- PROBLEM DETAILS: Could you carry over everything from the line containing "Could you point at the white cloth" down to the end of the rows, requests included, and add 88 to every number in the answer coordinates while keeping the numbers in the requests and their format samples as they are?

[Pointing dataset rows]
-*-

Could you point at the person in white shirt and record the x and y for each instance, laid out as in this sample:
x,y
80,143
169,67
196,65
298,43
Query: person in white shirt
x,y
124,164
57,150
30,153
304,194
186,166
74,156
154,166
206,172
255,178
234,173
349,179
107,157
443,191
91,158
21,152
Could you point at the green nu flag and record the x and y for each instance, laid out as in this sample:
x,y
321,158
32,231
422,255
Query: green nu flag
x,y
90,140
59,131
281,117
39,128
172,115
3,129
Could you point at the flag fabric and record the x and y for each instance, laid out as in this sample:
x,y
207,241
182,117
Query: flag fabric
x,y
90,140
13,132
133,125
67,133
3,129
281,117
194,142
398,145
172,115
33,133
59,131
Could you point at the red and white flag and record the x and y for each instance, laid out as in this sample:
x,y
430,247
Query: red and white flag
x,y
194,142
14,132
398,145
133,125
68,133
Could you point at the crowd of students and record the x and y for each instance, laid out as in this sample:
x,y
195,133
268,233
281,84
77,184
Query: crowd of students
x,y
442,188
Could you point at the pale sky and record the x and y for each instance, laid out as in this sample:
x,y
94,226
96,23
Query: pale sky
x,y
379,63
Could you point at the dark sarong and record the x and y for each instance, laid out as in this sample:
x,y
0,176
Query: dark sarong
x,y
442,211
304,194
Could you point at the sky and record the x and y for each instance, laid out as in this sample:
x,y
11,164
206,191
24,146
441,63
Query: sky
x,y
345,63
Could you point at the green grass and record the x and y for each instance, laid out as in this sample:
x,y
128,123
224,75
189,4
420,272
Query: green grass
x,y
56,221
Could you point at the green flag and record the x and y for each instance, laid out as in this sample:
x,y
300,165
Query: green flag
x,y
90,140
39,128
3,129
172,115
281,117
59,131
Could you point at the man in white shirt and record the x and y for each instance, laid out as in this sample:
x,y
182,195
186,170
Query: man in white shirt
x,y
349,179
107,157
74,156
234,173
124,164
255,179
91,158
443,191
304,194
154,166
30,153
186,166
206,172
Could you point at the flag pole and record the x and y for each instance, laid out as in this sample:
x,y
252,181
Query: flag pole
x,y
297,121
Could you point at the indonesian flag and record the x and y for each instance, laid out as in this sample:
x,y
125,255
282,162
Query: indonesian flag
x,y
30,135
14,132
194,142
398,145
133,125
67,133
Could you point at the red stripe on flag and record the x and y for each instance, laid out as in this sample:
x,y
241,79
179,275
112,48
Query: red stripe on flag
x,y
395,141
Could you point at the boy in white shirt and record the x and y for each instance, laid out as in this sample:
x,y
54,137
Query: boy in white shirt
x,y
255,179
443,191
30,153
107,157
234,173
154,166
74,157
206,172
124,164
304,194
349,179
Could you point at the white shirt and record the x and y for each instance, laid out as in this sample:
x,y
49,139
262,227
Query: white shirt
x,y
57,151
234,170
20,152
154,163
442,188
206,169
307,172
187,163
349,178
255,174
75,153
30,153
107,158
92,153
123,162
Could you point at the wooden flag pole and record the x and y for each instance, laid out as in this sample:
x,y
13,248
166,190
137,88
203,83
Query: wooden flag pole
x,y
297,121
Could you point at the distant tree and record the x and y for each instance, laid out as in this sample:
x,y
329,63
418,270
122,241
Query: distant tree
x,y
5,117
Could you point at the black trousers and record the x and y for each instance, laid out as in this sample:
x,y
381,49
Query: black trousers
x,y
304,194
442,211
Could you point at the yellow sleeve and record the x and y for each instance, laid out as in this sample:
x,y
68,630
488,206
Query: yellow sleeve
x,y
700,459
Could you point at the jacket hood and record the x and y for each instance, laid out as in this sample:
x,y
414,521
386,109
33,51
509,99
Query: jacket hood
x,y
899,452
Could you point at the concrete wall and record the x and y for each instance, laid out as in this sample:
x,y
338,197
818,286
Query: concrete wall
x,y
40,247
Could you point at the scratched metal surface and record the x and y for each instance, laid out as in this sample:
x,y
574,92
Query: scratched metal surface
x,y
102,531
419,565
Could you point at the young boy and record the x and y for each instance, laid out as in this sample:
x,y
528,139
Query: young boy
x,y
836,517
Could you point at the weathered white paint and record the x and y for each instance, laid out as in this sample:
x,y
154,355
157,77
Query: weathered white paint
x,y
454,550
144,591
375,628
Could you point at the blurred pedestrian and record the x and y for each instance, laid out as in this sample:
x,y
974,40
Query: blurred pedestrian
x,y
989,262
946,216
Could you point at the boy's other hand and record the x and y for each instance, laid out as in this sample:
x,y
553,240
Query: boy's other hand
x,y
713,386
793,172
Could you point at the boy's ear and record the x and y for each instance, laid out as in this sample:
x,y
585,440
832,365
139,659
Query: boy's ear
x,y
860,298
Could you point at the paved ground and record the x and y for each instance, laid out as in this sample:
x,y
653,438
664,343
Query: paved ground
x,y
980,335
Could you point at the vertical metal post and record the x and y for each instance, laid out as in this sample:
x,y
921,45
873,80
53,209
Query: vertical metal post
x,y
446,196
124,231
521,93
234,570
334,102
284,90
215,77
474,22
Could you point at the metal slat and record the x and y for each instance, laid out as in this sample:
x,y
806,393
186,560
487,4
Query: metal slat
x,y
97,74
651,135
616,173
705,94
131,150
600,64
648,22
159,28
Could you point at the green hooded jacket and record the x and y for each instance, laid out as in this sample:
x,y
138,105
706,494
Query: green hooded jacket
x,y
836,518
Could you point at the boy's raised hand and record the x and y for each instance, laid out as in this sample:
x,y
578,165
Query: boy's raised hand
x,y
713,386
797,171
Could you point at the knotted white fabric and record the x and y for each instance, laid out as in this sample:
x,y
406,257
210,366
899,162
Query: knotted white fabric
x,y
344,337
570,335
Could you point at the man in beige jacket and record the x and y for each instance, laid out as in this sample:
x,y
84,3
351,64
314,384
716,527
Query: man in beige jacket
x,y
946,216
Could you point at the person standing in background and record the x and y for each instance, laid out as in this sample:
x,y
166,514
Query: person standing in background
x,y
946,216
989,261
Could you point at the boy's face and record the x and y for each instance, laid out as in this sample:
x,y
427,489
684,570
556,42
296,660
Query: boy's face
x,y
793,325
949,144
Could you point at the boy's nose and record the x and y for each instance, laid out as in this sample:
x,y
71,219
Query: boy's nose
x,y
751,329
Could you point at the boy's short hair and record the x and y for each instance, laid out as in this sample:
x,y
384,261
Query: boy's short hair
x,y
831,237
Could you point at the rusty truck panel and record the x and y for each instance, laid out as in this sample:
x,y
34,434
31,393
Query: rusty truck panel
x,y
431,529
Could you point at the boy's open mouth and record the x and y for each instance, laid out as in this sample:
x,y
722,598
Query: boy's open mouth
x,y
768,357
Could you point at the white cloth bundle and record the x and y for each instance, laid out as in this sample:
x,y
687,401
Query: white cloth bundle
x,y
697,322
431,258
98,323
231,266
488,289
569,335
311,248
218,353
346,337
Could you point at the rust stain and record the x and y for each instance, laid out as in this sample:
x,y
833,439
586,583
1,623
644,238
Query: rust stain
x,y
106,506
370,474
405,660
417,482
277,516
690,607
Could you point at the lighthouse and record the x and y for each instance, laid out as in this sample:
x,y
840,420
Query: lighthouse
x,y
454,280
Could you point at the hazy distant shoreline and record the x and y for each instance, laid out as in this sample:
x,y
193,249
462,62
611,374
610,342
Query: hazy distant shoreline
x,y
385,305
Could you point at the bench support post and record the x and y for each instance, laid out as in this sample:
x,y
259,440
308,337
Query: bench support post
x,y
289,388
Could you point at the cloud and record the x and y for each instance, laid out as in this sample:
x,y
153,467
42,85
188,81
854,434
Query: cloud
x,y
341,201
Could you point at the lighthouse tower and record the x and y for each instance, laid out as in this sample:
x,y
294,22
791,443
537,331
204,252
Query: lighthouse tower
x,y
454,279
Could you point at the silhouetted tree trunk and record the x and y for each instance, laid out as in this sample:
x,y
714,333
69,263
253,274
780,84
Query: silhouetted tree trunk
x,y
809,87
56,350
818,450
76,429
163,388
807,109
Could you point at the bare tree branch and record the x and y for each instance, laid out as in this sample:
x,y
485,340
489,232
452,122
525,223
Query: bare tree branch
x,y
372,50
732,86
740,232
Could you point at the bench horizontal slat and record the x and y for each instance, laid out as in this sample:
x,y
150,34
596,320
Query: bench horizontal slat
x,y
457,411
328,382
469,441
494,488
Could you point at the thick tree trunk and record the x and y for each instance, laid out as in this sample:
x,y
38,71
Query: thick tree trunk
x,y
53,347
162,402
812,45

-*-

- WRITTEN RESPONSE:
Could you point at the white cloth bundle and record the x and y for each instance, laid out as in this sample:
x,y
687,401
Query: white cloth bundle
x,y
785,410
519,346
186,411
319,354
576,377
657,423
399,336
306,441
434,425
Could you point at the rust stain and record the x and y for each instance, laid out as in this sample:
x,y
833,439
586,583
1,623
644,238
Query: rust stain
x,y
194,594
458,562
493,748
505,570
365,604
778,695
Could you point at the lighthouse and record the x and y for each instance, laid out as in this sample:
x,y
840,420
Query: lighthouse
x,y
542,368
Could you point at the hazy distant shoreline and record the x and y for each instance, laid out as in this sample:
x,y
193,249
462,62
611,374
610,342
Query: hazy distant shoreline
x,y
473,393
Could you point at the bench support post and record the x and y for each instance, laid out as in this sample:
x,y
259,440
308,337
Query: bench support post
x,y
377,476
Could you point at the cloud and record the x and y for each instance, laid out as in this sample:
x,y
153,467
42,85
188,81
854,434
Query: cloud
x,y
429,289
Could you point at the lighthouse tower and record the x and y for each instance, laid out as in this sample:
x,y
294,22
791,443
537,331
204,252
Query: lighthouse tower
x,y
542,367
Could you point at the silhouetted tree trunk and record the x and y for each instance, laid out as in this sample:
x,y
714,333
69,263
253,274
780,84
Query: silhouetted tree trunk
x,y
897,175
144,438
906,538
164,517
251,476
895,197
Could you point at the bare tree branch and record the x and y for each instance, laid out as in this sample:
x,y
485,340
489,232
452,122
525,223
Query: bare tree branch
x,y
460,138
820,174
828,320
Could you point at the bench horizontal slat and record the x and y for each instance, laid out as in this sample:
x,y
150,34
596,320
Query: bench horizontal slat
x,y
545,499
416,470
557,529
582,576
Could you point at the thick tree trunk and record the x and y for each instance, laid out as in this sample:
x,y
38,71
Query: thick tree trunk
x,y
141,435
250,490
900,133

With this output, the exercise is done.